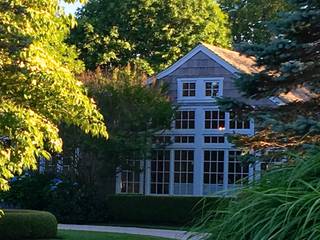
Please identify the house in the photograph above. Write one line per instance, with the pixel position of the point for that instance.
(200, 160)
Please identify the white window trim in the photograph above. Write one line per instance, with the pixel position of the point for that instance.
(220, 91)
(200, 95)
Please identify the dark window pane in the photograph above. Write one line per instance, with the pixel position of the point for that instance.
(153, 188)
(206, 178)
(206, 155)
(206, 166)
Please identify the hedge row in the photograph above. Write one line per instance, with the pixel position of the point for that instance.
(27, 224)
(159, 209)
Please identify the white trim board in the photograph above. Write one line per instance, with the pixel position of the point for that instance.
(197, 49)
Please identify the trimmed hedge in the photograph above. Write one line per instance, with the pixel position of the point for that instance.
(27, 224)
(166, 210)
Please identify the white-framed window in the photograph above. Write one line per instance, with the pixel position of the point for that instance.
(184, 139)
(130, 177)
(183, 172)
(199, 89)
(213, 171)
(213, 139)
(161, 140)
(238, 171)
(185, 120)
(188, 89)
(213, 88)
(160, 172)
(215, 120)
(236, 123)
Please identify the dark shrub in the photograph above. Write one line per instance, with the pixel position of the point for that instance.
(159, 209)
(27, 224)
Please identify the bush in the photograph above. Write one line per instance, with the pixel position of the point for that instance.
(27, 224)
(284, 205)
(158, 209)
(69, 201)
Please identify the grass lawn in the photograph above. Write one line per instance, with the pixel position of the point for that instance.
(83, 235)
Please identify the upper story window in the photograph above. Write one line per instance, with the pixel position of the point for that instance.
(212, 89)
(199, 89)
(236, 123)
(189, 89)
(214, 120)
(184, 139)
(185, 119)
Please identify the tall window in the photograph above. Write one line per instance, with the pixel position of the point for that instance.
(214, 120)
(212, 89)
(160, 172)
(183, 171)
(130, 177)
(238, 171)
(213, 167)
(188, 89)
(185, 120)
(236, 123)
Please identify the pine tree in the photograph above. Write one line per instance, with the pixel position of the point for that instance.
(290, 64)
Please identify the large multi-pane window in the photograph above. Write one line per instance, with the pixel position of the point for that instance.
(130, 177)
(189, 89)
(213, 167)
(161, 140)
(160, 172)
(236, 123)
(214, 119)
(184, 139)
(183, 172)
(185, 119)
(238, 170)
(214, 139)
(212, 89)
(213, 171)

◇ ◇ ◇

### Task description
Restate all the material verbatim; omit every picture.

### The answer
Please identify the house in the photograph above. Write one line per instance, with the pixel position of the point for that instance.
(200, 160)
Please identify the white window trim in the photograph above. Write one line per instance, with the pixel position of the point for that instance.
(220, 91)
(200, 95)
Please identify the dark window pane in the photograph above. Write one line per instance, with the pixel position of the point for that instance.
(153, 188)
(206, 178)
(206, 155)
(206, 166)
Please identify the hedge row in the photograph above. Write one line per instance, with the pixel position of the point for that instance.
(27, 224)
(159, 209)
Please identify the white trim board in the photograph above. Write one line per instance, with the pixel position of the point for that instance.
(197, 49)
Please identify the trimmed hedge in the photograph above. Write one line per instance, with the pixel position of the point for that instance.
(27, 224)
(166, 210)
Please identify the white-framed window in the photograph above. Write one line per instance, with the pixel position of the point for that instance.
(184, 139)
(130, 177)
(183, 172)
(199, 89)
(213, 171)
(213, 139)
(161, 140)
(238, 171)
(185, 120)
(188, 89)
(213, 88)
(160, 172)
(215, 120)
(236, 123)
Please identify the dark shrub in the photograph above. Write one line per instance, with the pixel position of the point for that instance.
(159, 209)
(27, 224)
Please identify the bush in the photograph above. Write one line per instance, with the pixel position of the point for that instance.
(27, 224)
(284, 205)
(158, 209)
(69, 201)
Please identify the grass lawn in the photograph above. Write one line per instance, with the pixel position of the point for that instance.
(83, 235)
Please identify the upper story window in the photograph above. Write one line per instance, with the pixel position of the point for that instance.
(212, 89)
(199, 89)
(236, 123)
(189, 89)
(214, 120)
(184, 139)
(185, 119)
Please identify the tall window in the photograph above. Write one line per instance, with the pixel position of the point for that instance.
(214, 120)
(212, 89)
(160, 172)
(183, 171)
(130, 177)
(238, 171)
(213, 167)
(188, 89)
(185, 120)
(236, 123)
Please identify the pine tree in the photograph above. Write one line per instance, with the pixel position of the point for that instance.
(290, 64)
Please identify the large multi-pane window in the photograph above. Write one line per instance, with the pixel position of the point for that instance.
(130, 177)
(189, 89)
(213, 167)
(161, 140)
(160, 172)
(236, 123)
(214, 119)
(184, 139)
(183, 172)
(185, 119)
(238, 170)
(214, 139)
(212, 89)
(213, 171)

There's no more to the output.